**PROVIDED PASSAGE**
______________________________

/WikiSearch

Wikipedia Search with Apache Spark

Primary LanguagePythonGNU Lesser General Public License v3.0LGPL-3.0

Wikipedia Search

Contributors:

  • Debjyoti Paul
  • Zinnia Mukherjee

Modules or Structure:

OFFLINE PART:

a) Parsing of Wikipedia Data

  • For our initial dataset, we have a list of xml files, each file corresponding to a wikipedia page.
  • We have used the Wikiextractor module and BeautifulSoup library of python to parse the dump of wikipedia xml files and extract links and page content.
  • On the extracted page content, we have filtered out the stop words whose set is defined using the nltk corpus for "english" language.
  • After removing stop words, we have applied a lemmatization of word token using the nltk WordNetLemmatizer library.
  • Finally this module produces the following list of output files
    • pageID.csv : Each line of this file contains a unique file ID and the corresponding page title of it.
    • pageLinks.csv : Each line of this file contains an entry for a page. The first element denotes the page ID and the successive elements denote the pageIDs of the outgoing links from this page.
    • pageContent.csv : Each line of this file contains the pageID and the corresponding page content.
    • transitionMatrix.txt : The file is basically the transition matrix required for computing page rank. Each line contains the row number(outgoing page ID), col number (current page ID) and the probability of going from the current page to the outgoing page.

______________________________

**ENTRIES**

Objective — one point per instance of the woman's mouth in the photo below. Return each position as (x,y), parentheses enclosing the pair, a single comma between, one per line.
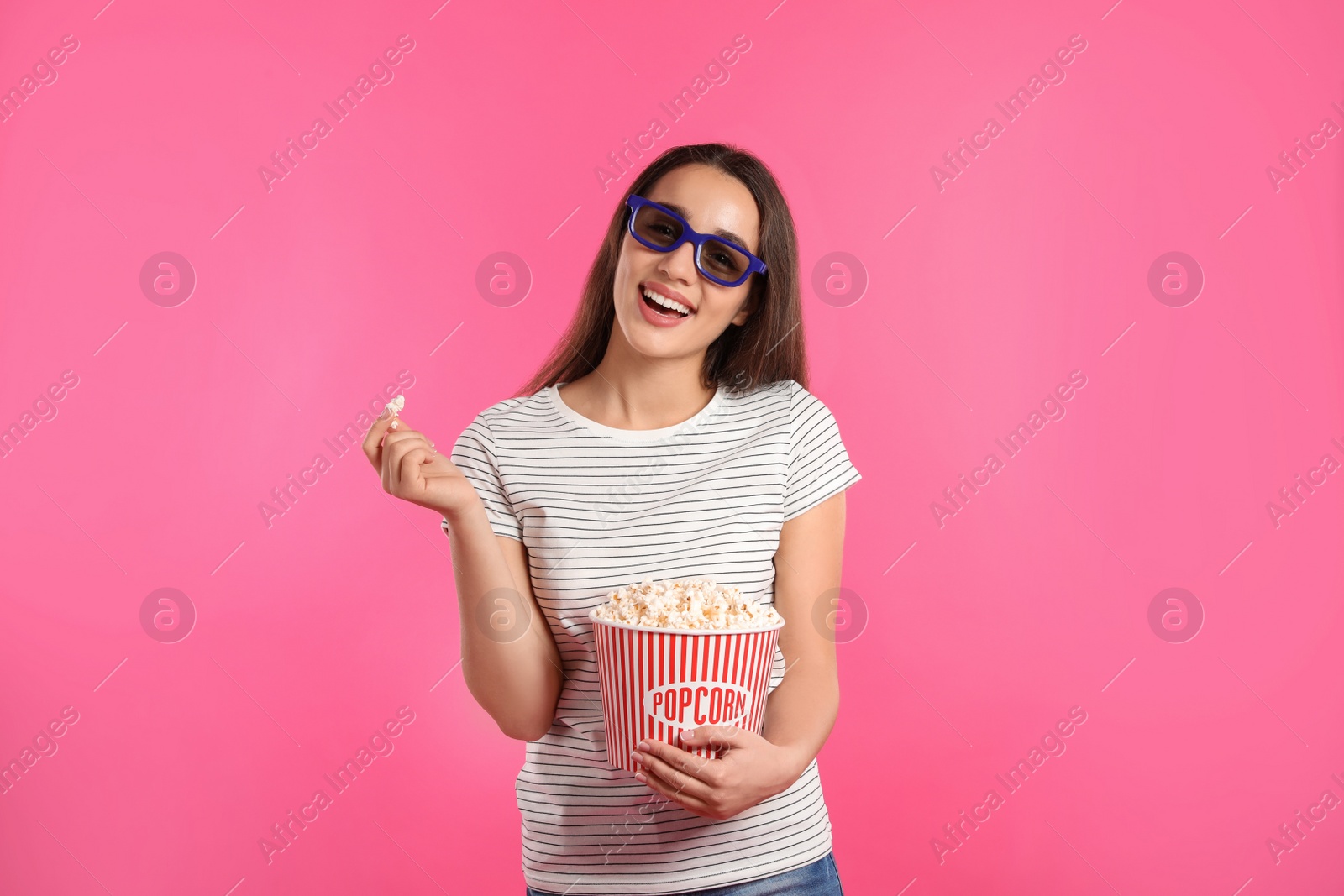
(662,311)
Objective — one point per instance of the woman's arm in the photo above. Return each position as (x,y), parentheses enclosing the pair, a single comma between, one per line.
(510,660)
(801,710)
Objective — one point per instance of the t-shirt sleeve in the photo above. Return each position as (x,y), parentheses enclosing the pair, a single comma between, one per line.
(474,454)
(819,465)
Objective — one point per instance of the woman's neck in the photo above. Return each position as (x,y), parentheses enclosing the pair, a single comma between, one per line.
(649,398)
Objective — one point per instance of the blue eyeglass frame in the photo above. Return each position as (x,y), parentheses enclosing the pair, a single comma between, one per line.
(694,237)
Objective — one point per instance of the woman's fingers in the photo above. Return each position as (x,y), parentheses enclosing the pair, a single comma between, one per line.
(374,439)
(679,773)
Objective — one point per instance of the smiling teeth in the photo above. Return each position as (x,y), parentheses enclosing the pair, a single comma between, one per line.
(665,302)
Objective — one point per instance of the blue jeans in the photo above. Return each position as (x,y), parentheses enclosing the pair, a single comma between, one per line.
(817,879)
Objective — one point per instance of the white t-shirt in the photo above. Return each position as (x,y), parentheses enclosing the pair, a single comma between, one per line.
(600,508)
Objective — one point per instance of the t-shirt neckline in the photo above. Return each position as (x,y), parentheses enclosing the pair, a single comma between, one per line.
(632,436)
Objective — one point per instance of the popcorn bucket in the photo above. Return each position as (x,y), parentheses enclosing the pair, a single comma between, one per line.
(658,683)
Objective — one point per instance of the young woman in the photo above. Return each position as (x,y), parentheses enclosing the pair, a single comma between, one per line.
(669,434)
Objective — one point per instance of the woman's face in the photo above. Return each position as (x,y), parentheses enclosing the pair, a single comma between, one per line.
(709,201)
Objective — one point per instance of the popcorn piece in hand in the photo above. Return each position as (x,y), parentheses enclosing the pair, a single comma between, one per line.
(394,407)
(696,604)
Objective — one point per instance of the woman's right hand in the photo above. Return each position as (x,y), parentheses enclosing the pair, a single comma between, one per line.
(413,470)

______________________________

**SHORT TASK A**
Name every output file that the parsing module produces, according to the Wikipedia Search project description.
**SHORT TASK B**
For each statement, answer yes or no according to the Wikipedia Search project description, and quote the words that decide it:
(i) The stop words are defined using the nltk corpus.
(ii) Lemmatization is applied before the stop words are removed.
(iii) In transitionMatrix.txt, the column number stands for the outgoing page ID.

**CORRECT RESPONSE A**
pageID.csv, pageLinks.csv, pageContent.csv, transitionMatrix.txt

**CORRECT RESPONSE B**
(i) Yes: "the stop words whose set is defined using the nltk corpus"
(ii) No: "After removing stop words, we have applied a lemmatization of word token"
(iii) No: "col number (current page ID)"